+++ PROVIDED PASSAGE +++
Strizic v. Northwestern Corporation et al
Filing
22
ORDER granting 5 Motion to Dismiss Def Lowney; Pl's Compl DISMISSED without prejudice as to Def Lowney; denying 12 Motion to Remand. Signed by Judge Charles C. Lovell on 3/19/2015. (MKB)
IN THE UNITED STATES DISTRICT COURT
FOR THE DISTRICT OF MONTANA
HELENA DIVISION
DANIEL STRIZIC,
CV 14–40–H–CCL
Plaintiff,
ORDER
vs.
NORTHWESTERN CORPORATION,
PEGGY LOWNEY, and STANDARD
INSURANCE COMPANY,
Defendants.
Before the Court are two motions: Defendants’ Motion to Dismiss
Defendant Peggy Lowney (Doc. 5) and Plaintiff’s Motion for Remand (Doc. 12).
Defendants removed this case to federal court, alleging that this Court has
jurisdiction under both the diversity of citizenship statute, 28 U.S.C. § 1332, and
the removal statute, 28 U.S.C. § 1441. Defendants assert that Plaintiff has
fraudulently joined a Northwestern’s employee, Lowney, as a party for the purpose
of defeating diversity jurisdiction. (Doc. 1, Notice of Removal at 3, ¶ 5.)
This breach of contract and unfair trade practices action is brought by
Daniel Strizic (“Strizic”), who is a former employee of Defendant Northwestern
Corporation (“Northwestern”). Strizic alleges that Northwestern breached its
contract with him by denying his claim for short-term disability payments.
+++ RECORDS SUPPLIED +++
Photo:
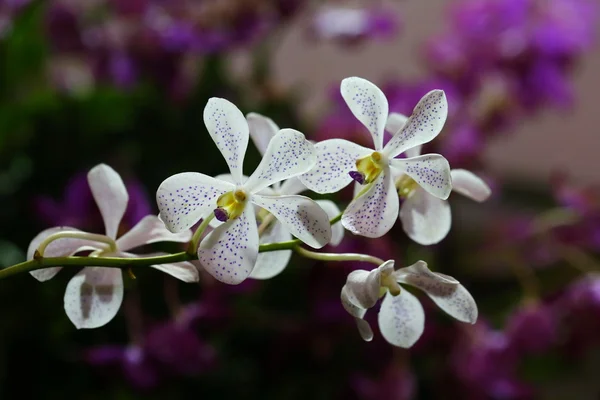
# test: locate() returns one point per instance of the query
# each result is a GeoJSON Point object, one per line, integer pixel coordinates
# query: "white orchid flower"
{"type": "Point", "coordinates": [268, 265]}
{"type": "Point", "coordinates": [426, 219]}
{"type": "Point", "coordinates": [339, 161]}
{"type": "Point", "coordinates": [401, 317]}
{"type": "Point", "coordinates": [230, 251]}
{"type": "Point", "coordinates": [94, 295]}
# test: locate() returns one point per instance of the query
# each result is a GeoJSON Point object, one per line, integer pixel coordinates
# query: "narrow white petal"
{"type": "Point", "coordinates": [301, 216]}
{"type": "Point", "coordinates": [425, 123]}
{"type": "Point", "coordinates": [186, 197]}
{"type": "Point", "coordinates": [229, 130]}
{"type": "Point", "coordinates": [430, 171]}
{"type": "Point", "coordinates": [368, 104]}
{"type": "Point", "coordinates": [445, 291]}
{"type": "Point", "coordinates": [111, 196]}
{"type": "Point", "coordinates": [401, 319]}
{"type": "Point", "coordinates": [470, 185]}
{"type": "Point", "coordinates": [272, 263]}
{"type": "Point", "coordinates": [289, 154]}
{"type": "Point", "coordinates": [150, 230]}
{"type": "Point", "coordinates": [93, 296]}
{"type": "Point", "coordinates": [337, 229]}
{"type": "Point", "coordinates": [374, 213]}
{"type": "Point", "coordinates": [395, 122]}
{"type": "Point", "coordinates": [262, 130]}
{"type": "Point", "coordinates": [335, 159]}
{"type": "Point", "coordinates": [229, 252]}
{"type": "Point", "coordinates": [425, 218]}
{"type": "Point", "coordinates": [58, 248]}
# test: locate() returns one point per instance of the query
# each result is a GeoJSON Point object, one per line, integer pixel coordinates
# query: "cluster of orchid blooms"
{"type": "Point", "coordinates": [248, 226]}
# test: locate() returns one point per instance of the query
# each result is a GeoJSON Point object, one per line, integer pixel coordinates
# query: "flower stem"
{"type": "Point", "coordinates": [76, 235]}
{"type": "Point", "coordinates": [338, 256]}
{"type": "Point", "coordinates": [193, 247]}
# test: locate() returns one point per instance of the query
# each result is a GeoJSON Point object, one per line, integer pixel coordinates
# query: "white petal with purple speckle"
{"type": "Point", "coordinates": [430, 171]}
{"type": "Point", "coordinates": [335, 159]}
{"type": "Point", "coordinates": [368, 104]}
{"type": "Point", "coordinates": [229, 130]}
{"type": "Point", "coordinates": [374, 213]}
{"type": "Point", "coordinates": [289, 154]}
{"type": "Point", "coordinates": [229, 252]}
{"type": "Point", "coordinates": [186, 197]}
{"type": "Point", "coordinates": [301, 216]}
{"type": "Point", "coordinates": [425, 123]}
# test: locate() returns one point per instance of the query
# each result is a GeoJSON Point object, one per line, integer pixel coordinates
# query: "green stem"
{"type": "Point", "coordinates": [193, 247]}
{"type": "Point", "coordinates": [76, 235]}
{"type": "Point", "coordinates": [338, 256]}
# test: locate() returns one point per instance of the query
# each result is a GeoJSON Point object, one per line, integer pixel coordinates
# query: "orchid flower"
{"type": "Point", "coordinates": [229, 252]}
{"type": "Point", "coordinates": [94, 295]}
{"type": "Point", "coordinates": [401, 317]}
{"type": "Point", "coordinates": [373, 212]}
{"type": "Point", "coordinates": [268, 265]}
{"type": "Point", "coordinates": [426, 219]}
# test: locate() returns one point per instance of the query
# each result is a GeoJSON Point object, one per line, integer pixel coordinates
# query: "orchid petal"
{"type": "Point", "coordinates": [58, 248]}
{"type": "Point", "coordinates": [289, 154]}
{"type": "Point", "coordinates": [425, 123]}
{"type": "Point", "coordinates": [262, 130]}
{"type": "Point", "coordinates": [291, 186]}
{"type": "Point", "coordinates": [368, 104]}
{"type": "Point", "coordinates": [186, 197]}
{"type": "Point", "coordinates": [150, 229]}
{"type": "Point", "coordinates": [364, 329]}
{"type": "Point", "coordinates": [425, 218]}
{"type": "Point", "coordinates": [229, 130]}
{"type": "Point", "coordinates": [401, 319]}
{"type": "Point", "coordinates": [374, 213]}
{"type": "Point", "coordinates": [110, 195]}
{"type": "Point", "coordinates": [337, 229]}
{"type": "Point", "coordinates": [470, 185]}
{"type": "Point", "coordinates": [335, 159]}
{"type": "Point", "coordinates": [445, 291]}
{"type": "Point", "coordinates": [93, 296]}
{"type": "Point", "coordinates": [301, 216]}
{"type": "Point", "coordinates": [430, 171]}
{"type": "Point", "coordinates": [395, 122]}
{"type": "Point", "coordinates": [229, 252]}
{"type": "Point", "coordinates": [272, 263]}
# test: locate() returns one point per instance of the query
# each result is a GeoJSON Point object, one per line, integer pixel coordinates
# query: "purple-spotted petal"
{"type": "Point", "coordinates": [262, 130]}
{"type": "Point", "coordinates": [395, 122]}
{"type": "Point", "coordinates": [470, 185]}
{"type": "Point", "coordinates": [229, 130]}
{"type": "Point", "coordinates": [401, 319]}
{"type": "Point", "coordinates": [301, 216]}
{"type": "Point", "coordinates": [93, 296]}
{"type": "Point", "coordinates": [335, 159]}
{"type": "Point", "coordinates": [374, 213]}
{"type": "Point", "coordinates": [229, 252]}
{"type": "Point", "coordinates": [368, 104]}
{"type": "Point", "coordinates": [425, 218]}
{"type": "Point", "coordinates": [337, 229]}
{"type": "Point", "coordinates": [289, 154]}
{"type": "Point", "coordinates": [58, 248]}
{"type": "Point", "coordinates": [430, 171]}
{"type": "Point", "coordinates": [186, 197]}
{"type": "Point", "coordinates": [425, 123]}
{"type": "Point", "coordinates": [150, 230]}
{"type": "Point", "coordinates": [272, 263]}
{"type": "Point", "coordinates": [445, 291]}
{"type": "Point", "coordinates": [111, 196]}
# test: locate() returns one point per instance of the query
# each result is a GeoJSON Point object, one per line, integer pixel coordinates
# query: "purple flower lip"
{"type": "Point", "coordinates": [357, 176]}
{"type": "Point", "coordinates": [221, 214]}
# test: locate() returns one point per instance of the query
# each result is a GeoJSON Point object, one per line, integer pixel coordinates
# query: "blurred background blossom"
{"type": "Point", "coordinates": [125, 82]}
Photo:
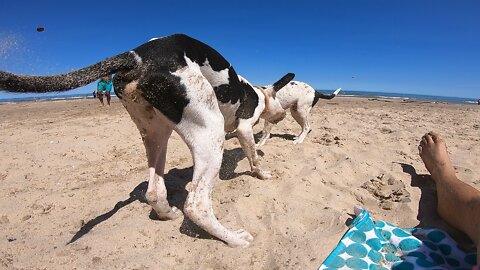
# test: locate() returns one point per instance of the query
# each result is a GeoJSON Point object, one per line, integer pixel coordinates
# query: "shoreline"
{"type": "Point", "coordinates": [370, 98]}
{"type": "Point", "coordinates": [73, 169]}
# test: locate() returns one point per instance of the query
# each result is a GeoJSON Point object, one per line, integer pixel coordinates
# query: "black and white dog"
{"type": "Point", "coordinates": [176, 83]}
{"type": "Point", "coordinates": [300, 98]}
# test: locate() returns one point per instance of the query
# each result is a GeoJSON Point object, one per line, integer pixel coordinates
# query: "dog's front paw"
{"type": "Point", "coordinates": [261, 174]}
{"type": "Point", "coordinates": [242, 239]}
{"type": "Point", "coordinates": [174, 213]}
{"type": "Point", "coordinates": [260, 143]}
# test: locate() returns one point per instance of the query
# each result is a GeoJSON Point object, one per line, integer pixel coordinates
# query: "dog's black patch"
{"type": "Point", "coordinates": [166, 55]}
{"type": "Point", "coordinates": [283, 81]}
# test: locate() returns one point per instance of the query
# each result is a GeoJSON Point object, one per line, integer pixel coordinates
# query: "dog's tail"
{"type": "Point", "coordinates": [323, 96]}
{"type": "Point", "coordinates": [58, 83]}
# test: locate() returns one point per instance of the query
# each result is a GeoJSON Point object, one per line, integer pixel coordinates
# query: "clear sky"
{"type": "Point", "coordinates": [423, 47]}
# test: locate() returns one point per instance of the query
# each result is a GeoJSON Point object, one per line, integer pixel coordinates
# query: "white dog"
{"type": "Point", "coordinates": [177, 83]}
{"type": "Point", "coordinates": [300, 98]}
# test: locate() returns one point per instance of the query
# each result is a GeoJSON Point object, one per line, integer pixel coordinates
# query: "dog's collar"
{"type": "Point", "coordinates": [267, 100]}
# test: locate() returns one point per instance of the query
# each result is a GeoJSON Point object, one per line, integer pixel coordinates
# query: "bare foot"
{"type": "Point", "coordinates": [433, 151]}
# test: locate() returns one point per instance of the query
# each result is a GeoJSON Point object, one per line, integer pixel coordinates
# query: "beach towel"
{"type": "Point", "coordinates": [372, 244]}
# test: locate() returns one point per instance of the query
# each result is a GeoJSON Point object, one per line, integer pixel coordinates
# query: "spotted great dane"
{"type": "Point", "coordinates": [297, 96]}
{"type": "Point", "coordinates": [176, 83]}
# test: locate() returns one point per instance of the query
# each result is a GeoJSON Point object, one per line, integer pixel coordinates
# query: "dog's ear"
{"type": "Point", "coordinates": [283, 81]}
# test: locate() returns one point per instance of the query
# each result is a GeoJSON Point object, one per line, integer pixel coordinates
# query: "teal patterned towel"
{"type": "Point", "coordinates": [381, 245]}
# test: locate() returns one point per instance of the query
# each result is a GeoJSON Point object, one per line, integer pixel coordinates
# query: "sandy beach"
{"type": "Point", "coordinates": [73, 174]}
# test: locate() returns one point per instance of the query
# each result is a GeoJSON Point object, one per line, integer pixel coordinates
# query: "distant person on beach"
{"type": "Point", "coordinates": [458, 202]}
{"type": "Point", "coordinates": [104, 85]}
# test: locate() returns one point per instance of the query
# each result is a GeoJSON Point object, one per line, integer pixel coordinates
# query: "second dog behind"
{"type": "Point", "coordinates": [300, 98]}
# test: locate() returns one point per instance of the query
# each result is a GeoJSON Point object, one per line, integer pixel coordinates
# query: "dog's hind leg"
{"type": "Point", "coordinates": [301, 116]}
{"type": "Point", "coordinates": [155, 130]}
{"type": "Point", "coordinates": [267, 128]}
{"type": "Point", "coordinates": [245, 136]}
{"type": "Point", "coordinates": [156, 195]}
{"type": "Point", "coordinates": [202, 129]}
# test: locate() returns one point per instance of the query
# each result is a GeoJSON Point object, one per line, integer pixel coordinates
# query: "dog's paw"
{"type": "Point", "coordinates": [242, 239]}
{"type": "Point", "coordinates": [174, 213]}
{"type": "Point", "coordinates": [260, 143]}
{"type": "Point", "coordinates": [261, 174]}
{"type": "Point", "coordinates": [297, 141]}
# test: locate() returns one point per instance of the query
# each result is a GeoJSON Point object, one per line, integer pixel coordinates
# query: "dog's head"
{"type": "Point", "coordinates": [274, 112]}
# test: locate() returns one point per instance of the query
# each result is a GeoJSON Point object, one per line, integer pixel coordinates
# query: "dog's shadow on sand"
{"type": "Point", "coordinates": [175, 182]}
{"type": "Point", "coordinates": [258, 136]}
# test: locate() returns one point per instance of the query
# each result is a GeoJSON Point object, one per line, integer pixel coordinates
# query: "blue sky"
{"type": "Point", "coordinates": [422, 47]}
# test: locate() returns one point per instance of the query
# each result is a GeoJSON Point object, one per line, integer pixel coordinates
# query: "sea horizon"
{"type": "Point", "coordinates": [344, 93]}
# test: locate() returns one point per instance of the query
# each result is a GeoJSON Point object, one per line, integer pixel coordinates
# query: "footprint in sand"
{"type": "Point", "coordinates": [387, 190]}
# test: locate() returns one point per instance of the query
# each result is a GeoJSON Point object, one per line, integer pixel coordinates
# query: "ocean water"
{"type": "Point", "coordinates": [400, 96]}
{"type": "Point", "coordinates": [345, 93]}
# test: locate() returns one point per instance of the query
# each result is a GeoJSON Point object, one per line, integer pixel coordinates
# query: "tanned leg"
{"type": "Point", "coordinates": [458, 202]}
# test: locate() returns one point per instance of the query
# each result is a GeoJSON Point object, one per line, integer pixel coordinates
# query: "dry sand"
{"type": "Point", "coordinates": [75, 171]}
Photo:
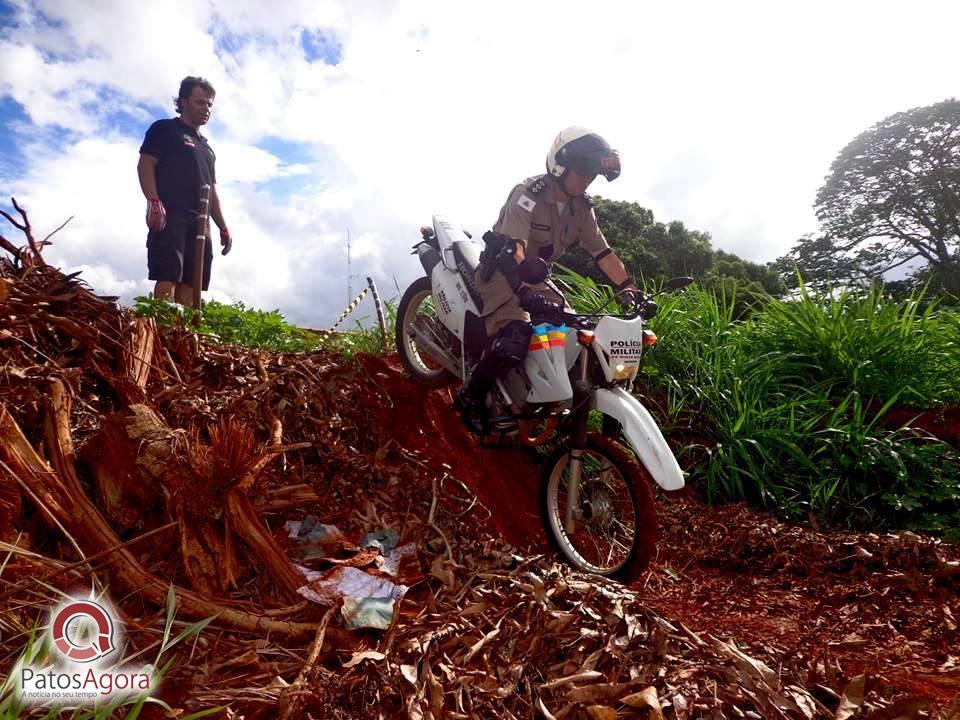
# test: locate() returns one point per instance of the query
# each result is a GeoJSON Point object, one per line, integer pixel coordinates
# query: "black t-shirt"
{"type": "Point", "coordinates": [185, 162]}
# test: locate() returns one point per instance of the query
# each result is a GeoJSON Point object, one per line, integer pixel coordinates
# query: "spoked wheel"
{"type": "Point", "coordinates": [615, 523]}
{"type": "Point", "coordinates": [416, 311]}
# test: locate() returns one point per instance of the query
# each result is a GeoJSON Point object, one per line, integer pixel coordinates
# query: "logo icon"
{"type": "Point", "coordinates": [75, 648]}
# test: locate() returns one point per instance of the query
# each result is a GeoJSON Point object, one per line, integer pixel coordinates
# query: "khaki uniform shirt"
{"type": "Point", "coordinates": [532, 216]}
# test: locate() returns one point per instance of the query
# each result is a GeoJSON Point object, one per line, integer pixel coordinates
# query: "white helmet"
{"type": "Point", "coordinates": [584, 152]}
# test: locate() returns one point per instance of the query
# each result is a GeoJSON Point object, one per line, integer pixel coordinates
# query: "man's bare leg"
{"type": "Point", "coordinates": [164, 289]}
{"type": "Point", "coordinates": [184, 294]}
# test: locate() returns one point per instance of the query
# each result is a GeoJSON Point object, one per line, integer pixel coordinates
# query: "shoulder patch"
{"type": "Point", "coordinates": [527, 203]}
{"type": "Point", "coordinates": [538, 185]}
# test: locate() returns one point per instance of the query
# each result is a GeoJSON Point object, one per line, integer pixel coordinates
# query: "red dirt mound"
{"type": "Point", "coordinates": [505, 480]}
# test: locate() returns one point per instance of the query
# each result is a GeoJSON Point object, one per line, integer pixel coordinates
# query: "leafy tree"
{"type": "Point", "coordinates": [657, 251]}
{"type": "Point", "coordinates": [892, 199]}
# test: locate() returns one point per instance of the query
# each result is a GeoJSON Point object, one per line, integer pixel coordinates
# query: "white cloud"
{"type": "Point", "coordinates": [728, 116]}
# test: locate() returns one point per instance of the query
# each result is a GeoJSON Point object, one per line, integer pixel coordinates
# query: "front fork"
{"type": "Point", "coordinates": [578, 443]}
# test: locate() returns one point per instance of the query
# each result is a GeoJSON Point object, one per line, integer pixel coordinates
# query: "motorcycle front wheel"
{"type": "Point", "coordinates": [416, 307]}
{"type": "Point", "coordinates": [616, 520]}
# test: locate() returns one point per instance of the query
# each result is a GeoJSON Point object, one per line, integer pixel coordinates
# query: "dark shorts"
{"type": "Point", "coordinates": [170, 253]}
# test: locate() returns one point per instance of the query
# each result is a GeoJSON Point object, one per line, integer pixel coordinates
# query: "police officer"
{"type": "Point", "coordinates": [175, 160]}
{"type": "Point", "coordinates": [543, 216]}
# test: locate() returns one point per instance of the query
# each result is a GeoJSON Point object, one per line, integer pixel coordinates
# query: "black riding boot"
{"type": "Point", "coordinates": [471, 400]}
{"type": "Point", "coordinates": [507, 351]}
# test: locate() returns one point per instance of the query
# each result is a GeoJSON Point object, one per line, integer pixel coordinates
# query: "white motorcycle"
{"type": "Point", "coordinates": [596, 499]}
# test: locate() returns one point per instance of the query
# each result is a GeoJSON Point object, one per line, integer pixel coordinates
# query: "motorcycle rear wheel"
{"type": "Point", "coordinates": [417, 303]}
{"type": "Point", "coordinates": [616, 534]}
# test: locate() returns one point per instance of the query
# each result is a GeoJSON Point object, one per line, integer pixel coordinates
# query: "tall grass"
{"type": "Point", "coordinates": [237, 324]}
{"type": "Point", "coordinates": [789, 404]}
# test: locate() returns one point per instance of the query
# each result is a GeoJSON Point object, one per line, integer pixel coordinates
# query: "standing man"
{"type": "Point", "coordinates": [175, 161]}
{"type": "Point", "coordinates": [543, 217]}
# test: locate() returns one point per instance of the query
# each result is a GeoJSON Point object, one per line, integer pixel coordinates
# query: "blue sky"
{"type": "Point", "coordinates": [370, 116]}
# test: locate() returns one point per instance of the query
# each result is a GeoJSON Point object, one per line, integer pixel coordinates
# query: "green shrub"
{"type": "Point", "coordinates": [788, 403]}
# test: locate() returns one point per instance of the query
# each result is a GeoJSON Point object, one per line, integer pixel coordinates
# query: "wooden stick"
{"type": "Point", "coordinates": [380, 318]}
{"type": "Point", "coordinates": [80, 516]}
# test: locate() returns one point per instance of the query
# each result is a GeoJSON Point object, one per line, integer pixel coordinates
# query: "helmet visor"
{"type": "Point", "coordinates": [601, 161]}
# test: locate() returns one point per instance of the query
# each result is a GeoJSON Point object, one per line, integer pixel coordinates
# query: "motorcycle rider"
{"type": "Point", "coordinates": [543, 216]}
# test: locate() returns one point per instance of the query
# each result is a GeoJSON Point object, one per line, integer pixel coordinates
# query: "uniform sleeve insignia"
{"type": "Point", "coordinates": [527, 203]}
{"type": "Point", "coordinates": [537, 186]}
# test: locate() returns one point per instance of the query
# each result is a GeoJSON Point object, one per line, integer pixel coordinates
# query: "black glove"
{"type": "Point", "coordinates": [538, 306]}
{"type": "Point", "coordinates": [630, 299]}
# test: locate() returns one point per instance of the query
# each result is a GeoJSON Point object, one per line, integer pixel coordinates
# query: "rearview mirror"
{"type": "Point", "coordinates": [534, 270]}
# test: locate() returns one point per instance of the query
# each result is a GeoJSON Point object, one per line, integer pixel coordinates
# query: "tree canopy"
{"type": "Point", "coordinates": [891, 200]}
{"type": "Point", "coordinates": [655, 251]}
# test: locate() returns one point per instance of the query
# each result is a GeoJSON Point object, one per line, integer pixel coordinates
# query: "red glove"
{"type": "Point", "coordinates": [225, 240]}
{"type": "Point", "coordinates": [156, 215]}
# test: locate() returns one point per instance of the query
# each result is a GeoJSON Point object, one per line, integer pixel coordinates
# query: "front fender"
{"type": "Point", "coordinates": [642, 433]}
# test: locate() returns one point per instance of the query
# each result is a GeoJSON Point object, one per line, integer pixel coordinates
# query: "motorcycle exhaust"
{"type": "Point", "coordinates": [429, 257]}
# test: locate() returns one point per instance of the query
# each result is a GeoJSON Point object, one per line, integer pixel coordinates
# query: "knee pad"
{"type": "Point", "coordinates": [510, 346]}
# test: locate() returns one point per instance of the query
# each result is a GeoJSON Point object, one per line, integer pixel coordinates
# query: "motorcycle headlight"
{"type": "Point", "coordinates": [624, 372]}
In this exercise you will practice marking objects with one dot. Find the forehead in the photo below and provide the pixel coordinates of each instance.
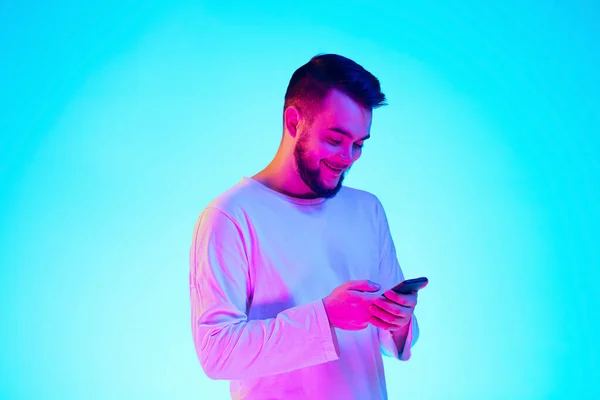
+++
### [DIRECTION 1]
In the court order, which judge signed it, and on what date?
### [DIRECTION 2]
Copy word for word the stretch of the court order from "Before the Court" through "short-term disability payments.".

### [FULL SOLUTION 1]
Judge Charles C. Lovell signed it on 3/19/2015.

### [FULL SOLUTION 2]
Before the Court are two motions: Defendants’ Motion to Dismiss
Defendant Peggy Lowney (Doc. 5) and Plaintiff’s Motion for Remand (Doc. 12).
Defendants removed this case to federal court, alleging that this Court has
jurisdiction under both the diversity of citizenship statute, 28 U.S.C. § 1332, and
the removal statute, 28 U.S.C. § 1441. Defendants assert that Plaintiff has
fraudulently joined a Northwestern’s employee, Lowney, as a party for the purpose
of defeating diversity jurisdiction. (Doc. 1, Notice of Removal at 3, ¶ 5.)
This breach of contract and unfair trade practices action is brought by
Daniel Strizic (“Strizic”), who is a former employee of Defendant Northwestern
Corporation (“Northwestern”). Strizic alleges that Northwestern breached its
contract with him by denying his claim for short-term disability payments.